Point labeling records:

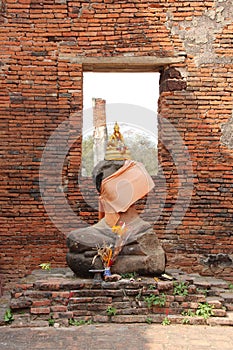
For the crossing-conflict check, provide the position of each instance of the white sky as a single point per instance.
(139, 90)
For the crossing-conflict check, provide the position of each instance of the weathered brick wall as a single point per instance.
(41, 86)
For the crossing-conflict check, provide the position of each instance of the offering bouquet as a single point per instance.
(109, 253)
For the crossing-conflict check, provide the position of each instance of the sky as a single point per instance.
(131, 98)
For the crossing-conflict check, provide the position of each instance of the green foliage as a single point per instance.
(180, 289)
(51, 321)
(204, 310)
(129, 275)
(87, 156)
(143, 150)
(151, 287)
(8, 317)
(153, 300)
(73, 322)
(111, 311)
(202, 291)
(188, 313)
(45, 266)
(166, 322)
(149, 320)
(185, 321)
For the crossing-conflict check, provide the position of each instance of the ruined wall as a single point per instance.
(43, 45)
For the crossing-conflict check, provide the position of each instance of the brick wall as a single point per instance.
(41, 87)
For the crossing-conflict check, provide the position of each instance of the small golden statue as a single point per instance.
(116, 148)
(116, 136)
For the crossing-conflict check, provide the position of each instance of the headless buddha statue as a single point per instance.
(120, 182)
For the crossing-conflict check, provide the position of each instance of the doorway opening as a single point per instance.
(130, 99)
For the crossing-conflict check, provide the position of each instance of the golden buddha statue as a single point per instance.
(116, 147)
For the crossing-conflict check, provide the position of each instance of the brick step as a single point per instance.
(59, 299)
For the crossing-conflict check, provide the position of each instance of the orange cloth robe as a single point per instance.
(122, 189)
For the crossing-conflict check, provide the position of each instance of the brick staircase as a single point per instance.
(58, 298)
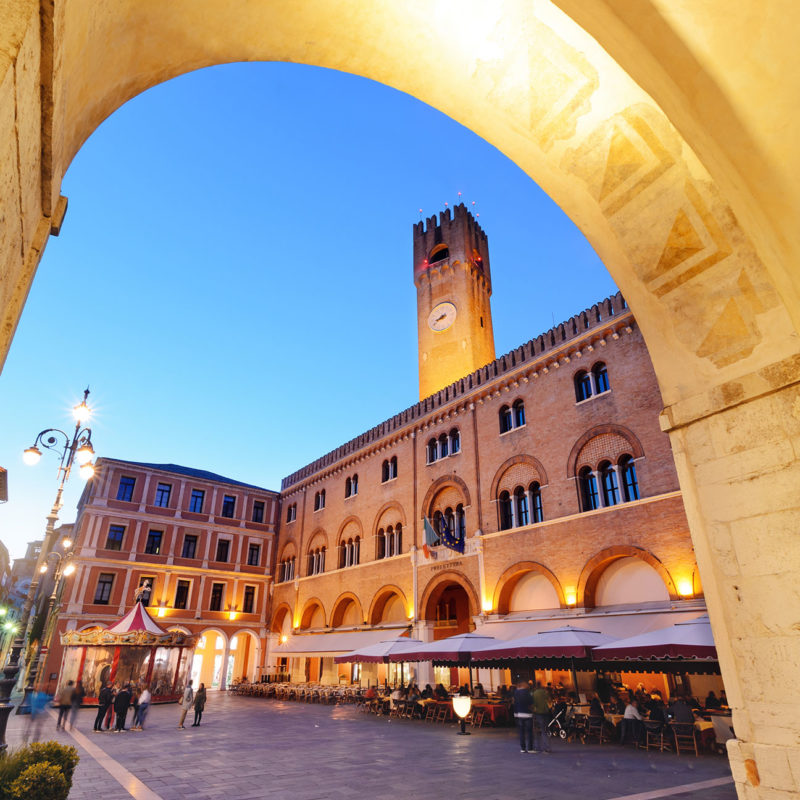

## Problem to solve
Return every line of the records above word for word, leaving out the pictures.

## Written answer
For the crossing-conflict check, provide the position of each instance of the white sky as a single point per instance.
(139, 90)
For the crossing-conflict check, provide the position of each instance of the weathered brick wall as a single point per instance.
(41, 86)
For the crossing-conflict check, provide the position of each instance of the offering bouquet as a single point per instance.
(109, 253)
For the crossing-conflict check, provide the position of each instance of the sky as a single point per instance.
(131, 98)
For the crossing-conflict check, provide the position of each instance of the green foliage as a single point per instance.
(180, 289)
(51, 321)
(204, 310)
(129, 275)
(87, 156)
(143, 150)
(151, 287)
(8, 317)
(153, 300)
(73, 322)
(111, 311)
(202, 291)
(188, 313)
(45, 266)
(166, 322)
(149, 320)
(185, 321)
For the crossing-conflict check, provide the position of each instance of the ruined wall as a single point per instance.
(43, 45)
For the crossing-conflict check, provide the position of each instance of the brick wall as a single point per instance.
(41, 87)
For the crossing-conflict check, provide the position of each instance of the small golden statue as a single point per instance.
(116, 148)
(116, 136)
For the crossing-conflict check, provide the position of each instance of the headless buddha statue as a single point per instance.
(120, 182)
For the crossing-conflict check, provide the position of each instance of the doorway opening as a single point per instance.
(130, 99)
For the crossing-conflict check, provide the position of each instance of the golden buddha statue as a single point per instance.
(116, 147)
For the crossing-conflict check, provide the position of each instance of the brick step as a single point per instance.
(59, 299)
For the crossing-conflict check, provide the position of each instance of the orange cloth robe as a single point per instance.
(122, 189)
For the crossing-conflict check, provide the position of each instance of the brick staircase as a single point per instance.
(58, 298)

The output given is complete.